## SOURCE DOCUMENT
=== Section Start ===
TELECOM Digest OnLine - Sorted: Another Vets Admin Desktop PC Goes Missing With 36,000 Names


Another Vets Admin Desktop PC Goes Missing With 36,000 Names


PC World Communications Newswire (pcworld@telecom-digest.org)
Tue, 08 Aug 2006 19:34:44 -0500

WASHINGTON-- A desktop PC containing the personal information of up to
36,000 U.S. military veterans has gone missing from U.S. Department of
Veterans Affairs (VA) subcontractor Unisys, the VA announced
yesterday.

The PC may have contained VA patients' names, addresses, Social
Security Numbers, dates of birth, insurance carriers and billing
information, dates of military service, and claims data that may
include some medical information, the VA said. Unisys notified the VA
on Thursday that the computer was missing from the subcontractor's
Reston, Virginia, offices.

The VA immediately dispatched a team to Unisys to assist in the search
for computer and to help determine what information it held, the VA
said in a press release.

Similar Situation

The announcement comes after the VA said in late May that a laptop and
hard drive containing the personal data of 26.5 million veterans and
their spouses was stolen from a VA analysts' home. Police recovered
the laptop and hard drive in late June, but the theft set off a series
of hearings in the U.S. Congress about the VA's management and IT
organization, with several lawmakers calling for an overhaul of the
VA's decentralized IT reporting structure.

On Saturday, Montgomery County, Maryland, police announced they had
arrested two Maryland men for the theft of the laptop and hard drive.

In the Unisys case, the VA believes the missing personal records
belong to people who received treatment at the VA's two Pennsylvania
medical centers during the past four years. The PC appears to have
contained personal information for about 5000 patients treated at
Philadelphia, about 11,000 patients treated at Pittsburgh, and it may
have also contained information from another 20,000 people treated at
the VA's Pittsburgh medical center. The PC appears to have also
contained information on about 2000 deceased patients, the VA said.

The VA is working with Unisys to offer credit monitoring and
individual notifications to potential victims, the VA said.

"VA is making progress to reform its information technology and
cybersecurity procedures, but this report of a missing computer at a
subcontractor's secure building underscores the complexity of the work
ahead as we establish VA as a leader in data and information
security," VA Secretary R. James Nicholson said in a statement.
=== Section End ===
## EXPLORE THE MATERIAL
1. Indicate whether each statement below agrees with the news report, answering yes or no and quoting the words of the report that decide it. (a) Unisys told the VA on Thursday that the computer was missing from its Reston, Virginia, offices. (b) The laptop and hard drive stolen from a VA analyst's home held the personal data of 36,000 veterans. (c) Montgomery County, Maryland, police announced the arrest of two Maryland men for the theft of the laptop and hard drive.
2. Retype the passage of the news report from "Similar Situation" to "IT reporting structure.".

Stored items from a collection
=== Section Start ===
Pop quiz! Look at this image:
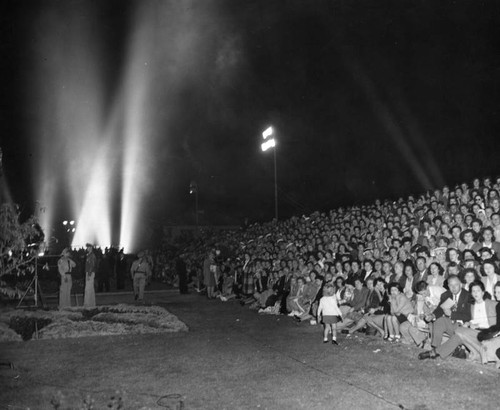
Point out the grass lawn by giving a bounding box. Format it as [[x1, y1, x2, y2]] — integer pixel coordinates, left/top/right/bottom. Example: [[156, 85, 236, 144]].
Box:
[[0, 295, 500, 410]]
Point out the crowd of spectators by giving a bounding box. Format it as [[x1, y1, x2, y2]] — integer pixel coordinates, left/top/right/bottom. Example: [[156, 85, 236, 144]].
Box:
=== Section End ===
## TASK ANSWERS
1.
(a) Yes: "Unisys notified the VA on Thursday that the computer was missing from the subcontractor's Reston, Virginia, offices."
(b) No: "a laptop and hard drive containing the personal data of 26.5 million veterans and their spouses was stolen from a VA analysts' home."
(c) Yes: "On Saturday, Montgomery County, Maryland, police announced they had arrested two Maryland men for the theft of the laptop and hard drive."

2.
Similar Situation

The announcement comes after the VA said in late May that a laptop and
hard drive containing the personal data of 26.5 million veterans and
their spouses was stolen from a VA analysts' home. Police recovered
the laptop and hard drive in late June, but the theft set off a series
of hearings in the U.S. Congress about the VA's management and IT
organization, with several lawmakers calling for an overhaul of the
VA's decentralized IT reporting structure.